Calling back the phone numbers of the women on the cards, we'd find out that some of the women had already gotten an abortion elsewhere, some had gotten their period, some had given birth, kept it or given it up, and didn't want or need to speak with us. Some women had died. Some women were bleeding or had tubes or gauze or rags stuffed into their uterus; they needed advice, referral to a physician who wouldn't injure them further or turn them in, or advice on what they could do for themselves just then. Some phone numbers had been incorrectly given or received. Some women couldn't talk then but could they call us back some midnight from untraceable pay phone to untraceable pay phone. Often, a boyfriend or father called trying to arrange things for or in spite of the woman whose name, along with his number, he'd left on the Jane tape. However, most often, the woman whose name I had on the 3x5 card talked to me herself and was eager to meet so that I could describe and we could discuss the abortion she'd called to initiate.

_ _ _ _

Activity 1:
For each statement (a), (b) and (c), say whether it agrees with the passage about the Jane callbacks. Answer yes or no, and quote the deciding words of the passage.
(a) Every phone number on the cards had been given and received correctly.
(b) Most often, the woman named on the card spoke to the caller herself.
(c) Some of the women had died.
Activity 2:
Pick up the passage about the Jane callbacks after its last sentence and continue it.
The records that come next are separate material and are not part of the passage about the Jane callbacks.

_ _ _ _

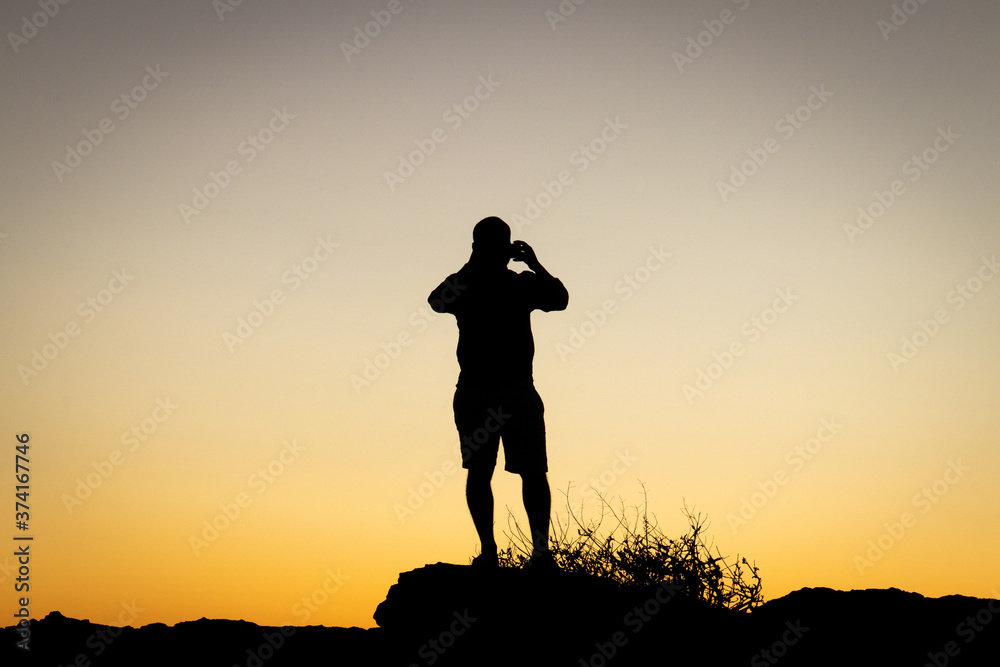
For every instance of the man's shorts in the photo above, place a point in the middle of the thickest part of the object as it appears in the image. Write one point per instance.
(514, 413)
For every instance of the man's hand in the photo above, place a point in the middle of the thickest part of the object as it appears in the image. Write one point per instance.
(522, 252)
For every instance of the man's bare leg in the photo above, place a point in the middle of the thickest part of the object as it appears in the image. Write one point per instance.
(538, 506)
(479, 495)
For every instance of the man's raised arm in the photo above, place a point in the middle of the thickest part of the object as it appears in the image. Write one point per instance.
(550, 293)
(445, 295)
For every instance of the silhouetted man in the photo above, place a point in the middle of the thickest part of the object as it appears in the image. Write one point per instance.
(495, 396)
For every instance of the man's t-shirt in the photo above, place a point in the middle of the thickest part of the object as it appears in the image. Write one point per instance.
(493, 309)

_ _ _ _

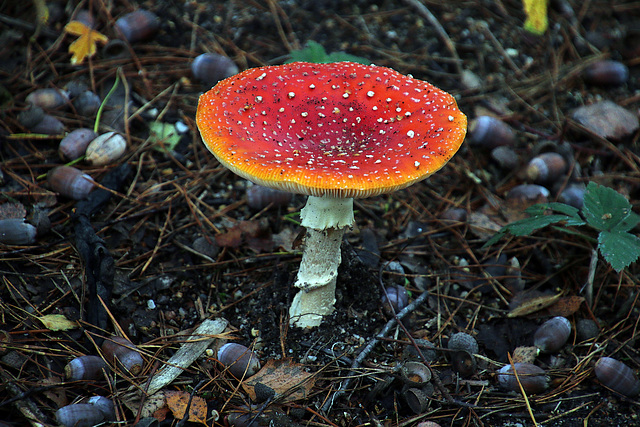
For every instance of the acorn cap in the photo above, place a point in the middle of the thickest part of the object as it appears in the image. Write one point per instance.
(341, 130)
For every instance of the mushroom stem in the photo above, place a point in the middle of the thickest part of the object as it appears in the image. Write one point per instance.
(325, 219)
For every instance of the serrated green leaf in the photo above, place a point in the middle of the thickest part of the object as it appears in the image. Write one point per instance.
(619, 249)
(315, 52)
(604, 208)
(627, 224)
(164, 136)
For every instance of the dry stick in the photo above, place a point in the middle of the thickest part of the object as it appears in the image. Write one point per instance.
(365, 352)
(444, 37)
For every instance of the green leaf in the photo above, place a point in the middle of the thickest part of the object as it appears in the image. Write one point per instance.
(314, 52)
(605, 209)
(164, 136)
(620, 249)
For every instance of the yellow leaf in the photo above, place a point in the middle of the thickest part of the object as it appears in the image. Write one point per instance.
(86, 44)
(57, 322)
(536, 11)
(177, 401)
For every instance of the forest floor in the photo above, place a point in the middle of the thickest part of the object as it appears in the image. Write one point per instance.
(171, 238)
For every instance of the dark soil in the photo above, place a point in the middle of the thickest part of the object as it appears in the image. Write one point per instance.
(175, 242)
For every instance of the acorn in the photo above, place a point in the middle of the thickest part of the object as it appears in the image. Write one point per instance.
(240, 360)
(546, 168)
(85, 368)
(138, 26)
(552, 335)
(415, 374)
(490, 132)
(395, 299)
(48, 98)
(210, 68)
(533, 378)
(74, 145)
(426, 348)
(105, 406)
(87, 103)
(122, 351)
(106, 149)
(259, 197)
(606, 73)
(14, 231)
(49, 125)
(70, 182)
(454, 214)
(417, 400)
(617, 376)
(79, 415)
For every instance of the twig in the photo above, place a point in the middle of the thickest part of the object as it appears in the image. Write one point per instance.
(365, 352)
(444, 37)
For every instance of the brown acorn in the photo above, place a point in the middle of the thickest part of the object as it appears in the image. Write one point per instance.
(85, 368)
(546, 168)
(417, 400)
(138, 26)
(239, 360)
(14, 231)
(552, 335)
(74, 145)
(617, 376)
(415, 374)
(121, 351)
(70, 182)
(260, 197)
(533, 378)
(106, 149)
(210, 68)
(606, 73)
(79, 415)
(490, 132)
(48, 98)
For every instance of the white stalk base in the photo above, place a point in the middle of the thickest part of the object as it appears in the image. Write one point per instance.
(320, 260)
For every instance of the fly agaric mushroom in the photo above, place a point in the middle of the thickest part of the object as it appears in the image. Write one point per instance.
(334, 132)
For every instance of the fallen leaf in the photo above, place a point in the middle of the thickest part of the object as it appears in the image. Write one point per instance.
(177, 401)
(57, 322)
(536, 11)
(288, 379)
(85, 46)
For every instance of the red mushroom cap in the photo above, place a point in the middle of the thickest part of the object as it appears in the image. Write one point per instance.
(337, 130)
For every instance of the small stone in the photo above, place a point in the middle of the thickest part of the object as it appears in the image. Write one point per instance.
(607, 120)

_ _ _ _

Expected answer 1:
(a) No: "Some phone numbers had been incorrectly given or received."
(b) Yes: "most often, the woman whose name I had on the 3x5 card talked to me herself"
(c) Yes: "Some women had died."

Expected answer 2:
I preferred to meet with women one to one, though other Service women preferred to meet with women in groups. I usually invited the woman to my house evenings after I'd put my kids to bed, suggesting she bring a friend along, if she'd like. Ordinarily I would have made tea for us and had some cookies out on a plate: we'd sit around my dining room table or in the livingroom, maybe in front of a fire, and we'd talk. On the 3x5 cards, I'd write down what she told me about her menstrual history, any children, pregnancies, allergies, or difficulties she had, and information about any medication she took regularly.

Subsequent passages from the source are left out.